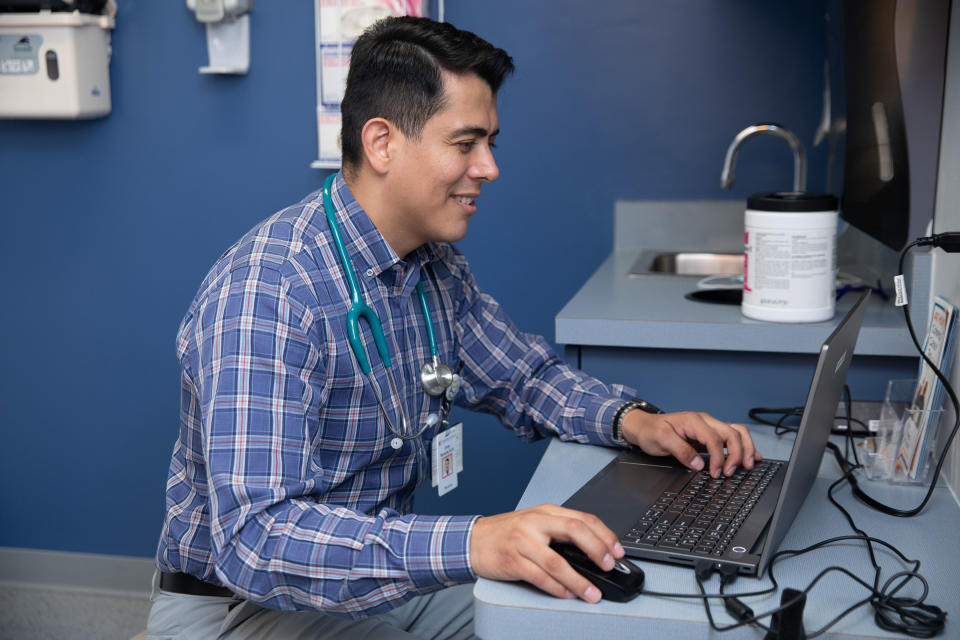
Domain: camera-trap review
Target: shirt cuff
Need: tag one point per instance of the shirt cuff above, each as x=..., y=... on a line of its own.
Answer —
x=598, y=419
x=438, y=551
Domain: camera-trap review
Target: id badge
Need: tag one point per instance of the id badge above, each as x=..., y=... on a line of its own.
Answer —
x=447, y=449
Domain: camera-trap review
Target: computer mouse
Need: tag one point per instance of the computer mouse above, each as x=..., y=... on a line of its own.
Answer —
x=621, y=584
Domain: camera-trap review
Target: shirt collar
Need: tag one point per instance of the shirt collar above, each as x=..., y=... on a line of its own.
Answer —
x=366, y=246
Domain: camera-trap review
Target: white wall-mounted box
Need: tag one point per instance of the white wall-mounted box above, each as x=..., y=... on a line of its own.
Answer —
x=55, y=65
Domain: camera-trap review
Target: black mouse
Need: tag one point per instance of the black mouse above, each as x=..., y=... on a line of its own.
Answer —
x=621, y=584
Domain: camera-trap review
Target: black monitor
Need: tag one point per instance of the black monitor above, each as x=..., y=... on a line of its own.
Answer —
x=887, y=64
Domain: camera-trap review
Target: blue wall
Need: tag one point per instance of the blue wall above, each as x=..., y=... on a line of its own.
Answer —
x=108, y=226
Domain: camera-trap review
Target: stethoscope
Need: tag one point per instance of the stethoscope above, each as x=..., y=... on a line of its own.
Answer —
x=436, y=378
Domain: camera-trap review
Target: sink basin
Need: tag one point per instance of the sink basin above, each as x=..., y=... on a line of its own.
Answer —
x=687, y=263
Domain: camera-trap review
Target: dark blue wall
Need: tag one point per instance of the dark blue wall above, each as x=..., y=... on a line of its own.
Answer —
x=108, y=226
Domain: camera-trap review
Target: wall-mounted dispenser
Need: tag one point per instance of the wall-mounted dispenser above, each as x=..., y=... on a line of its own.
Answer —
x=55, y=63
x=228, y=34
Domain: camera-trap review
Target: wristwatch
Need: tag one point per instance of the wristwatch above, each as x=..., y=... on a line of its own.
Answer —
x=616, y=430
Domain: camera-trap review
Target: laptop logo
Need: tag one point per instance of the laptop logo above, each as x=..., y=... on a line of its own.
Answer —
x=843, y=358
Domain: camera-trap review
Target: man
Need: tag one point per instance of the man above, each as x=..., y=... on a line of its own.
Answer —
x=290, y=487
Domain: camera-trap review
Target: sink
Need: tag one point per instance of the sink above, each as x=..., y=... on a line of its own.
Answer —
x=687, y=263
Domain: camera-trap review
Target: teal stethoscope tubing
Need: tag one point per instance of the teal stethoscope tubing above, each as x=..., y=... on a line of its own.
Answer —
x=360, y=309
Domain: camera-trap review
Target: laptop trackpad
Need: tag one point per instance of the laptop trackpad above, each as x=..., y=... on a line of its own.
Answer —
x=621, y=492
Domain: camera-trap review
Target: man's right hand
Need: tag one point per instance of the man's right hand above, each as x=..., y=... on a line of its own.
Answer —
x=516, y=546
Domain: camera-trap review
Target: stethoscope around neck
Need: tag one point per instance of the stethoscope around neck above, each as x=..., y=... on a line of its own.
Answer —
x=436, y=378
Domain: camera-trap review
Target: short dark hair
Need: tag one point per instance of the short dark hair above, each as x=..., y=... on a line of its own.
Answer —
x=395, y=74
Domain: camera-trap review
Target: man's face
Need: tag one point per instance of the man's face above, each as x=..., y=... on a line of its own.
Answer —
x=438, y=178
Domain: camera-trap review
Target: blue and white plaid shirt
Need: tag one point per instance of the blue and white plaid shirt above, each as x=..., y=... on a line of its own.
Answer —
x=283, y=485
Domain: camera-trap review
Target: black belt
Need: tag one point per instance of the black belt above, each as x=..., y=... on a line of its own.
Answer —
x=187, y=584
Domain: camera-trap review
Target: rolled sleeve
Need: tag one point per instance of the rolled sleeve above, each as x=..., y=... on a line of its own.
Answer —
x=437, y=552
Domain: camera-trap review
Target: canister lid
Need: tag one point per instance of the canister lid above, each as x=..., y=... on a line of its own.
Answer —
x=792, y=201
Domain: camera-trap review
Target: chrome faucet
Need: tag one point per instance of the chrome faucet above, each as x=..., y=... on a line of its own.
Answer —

Brief: Restate the full listing verbatim and drop every picture.

Answer below:
Domain: camera-trap review
Target: shirt cuff
Need: tag one point per instance of the shirt cuff above, each as x=..., y=... on a line of its own.
Answer —
x=598, y=419
x=438, y=551
Domain: camera-trap review
Target: id badge
Need: tag one point per instance of the id badge above, each as x=..., y=... on a line of its own.
Answer —
x=447, y=449
Domain: camera-trap review
Target: computer mouse
Need: tag one point per instance of the computer mouse above, each as x=..., y=... on a line of its own.
Answer —
x=621, y=584
Domain: camera-trap review
Target: shirt collar
Need: tag one point per instance of the shirt collar above, each as x=..., y=... on a line of its own.
Answer —
x=366, y=246
Domain: camera-trap review
Target: white wall-mounted box
Need: tag one point per instance of the white wall-mounted box above, each as x=..., y=... on a line of its own.
Answer —
x=55, y=65
Domain: camera-trap review
Target: black mouse
Need: tag one point per instance of the black mouse above, each as x=..., y=... on a line of its own.
Answer —
x=621, y=584
Domain: camera-trap review
Target: black monitor
Need: tag one point per instance of the black monitor above, each as x=..., y=... on a line of its own.
Answer —
x=887, y=64
Domain: camera-trap review
Target: blue wall
Need: tag one point per instance of the blue wall above, each as x=..., y=... on a line of its own.
Answer —
x=108, y=226
Domain: camera-trap review
Target: stethoscope
Need: tag one point per instance of the stethoscope above, each as x=..., y=... on a line of its own.
Answer —
x=436, y=378
Domain: camera-trap review
Target: sink basin
Need: tag one point per instance of the sink basin above, each as x=..., y=... on a line of its own.
Answer —
x=687, y=263
Domain: camera-trap review
Target: dark blue wall
Need: tag one point per instance of the dark blue wall above, each as x=..., y=... on a line of its own.
Answer —
x=108, y=226
Domain: camera-trap review
Target: wall-mounted dispenser
Need: tag one point per instance of the wall-mounted dispenser above, each as x=..., y=... on a line of its own.
Answer —
x=55, y=63
x=228, y=34
Domain: camera-trap review
Target: wristwatch
Need: tag one point per instance of the wristwatch above, each as x=..., y=... on a line of its own.
Answer —
x=616, y=430
Domain: camera-trap review
Target: laptop logo
Need: tag one point per instance of the laptop logo above, each as x=..., y=... on a line of its own.
Answer —
x=843, y=358
Domain: camera-trap review
Target: man
Need: tag one point per instance of the man above, each as x=..., y=... on a line of its own.
Answer —
x=290, y=487
Domain: camera-trap review
Target: sink
Need: tag one point per instance of the sink above, each as x=..., y=... on a line of its own.
Answer —
x=687, y=263
Domain: camera-trap review
Target: teal stethoscope tubing
Need: tag one point per instance of the teal stethoscope tubing above, each as x=..., y=... on a line of its own.
Answer —
x=360, y=309
Domain: camera-trap review
Target: laptop trackpad
Need: tag one point per instance of the laptop trackpad above, each as x=..., y=... on a line of its own.
Answer —
x=621, y=492
Domain: camera-trap review
Target: man's right hand
Need: tag one point per instance of the man's right hand above, each as x=..., y=... on a line of its own.
Answer —
x=516, y=546
Domain: camera-trap review
Target: stethoscope around neck
Need: tag one point per instance of the stethoscope around neck above, each as x=..., y=... on a line of its own.
Answer —
x=436, y=378
Domain: camera-trap review
Target: short dark hair
Need: tag one point per instance of the short dark hair above, each as x=..., y=... on a line of its own.
Answer —
x=395, y=74
Domain: camera-trap review
Target: man's face
Need: tag one point per instance of the man's face above, each as x=..., y=... on a line of its own.
Answer —
x=438, y=178
Domain: camera-trap review
Target: blue and white plaid shirt
Need: tag one point per instance of the blue and white plaid shirt above, each as x=..., y=... on a line of its own.
Answer —
x=283, y=485
Domain: camera-trap review
Target: black belt
Need: tag one point per instance of the black belt above, each as x=..., y=... on a line of its own.
Answer —
x=187, y=584
Domain: camera-trap review
Target: rolled sleeve
Need: tag one point per instance of the rolled sleeve above, each as x=..., y=... on a line of its own.
Answer —
x=437, y=552
Domain: camera-trap review
Target: canister lid
Need: tag one point per instance of the canister lid above, each as x=..., y=... on a line of its own.
Answer —
x=792, y=201
Domain: camera-trap review
Target: chrome faucet
Need: tag one point per instance of the chrome faucet above, each as x=..., y=... on a line of its own.
Answer —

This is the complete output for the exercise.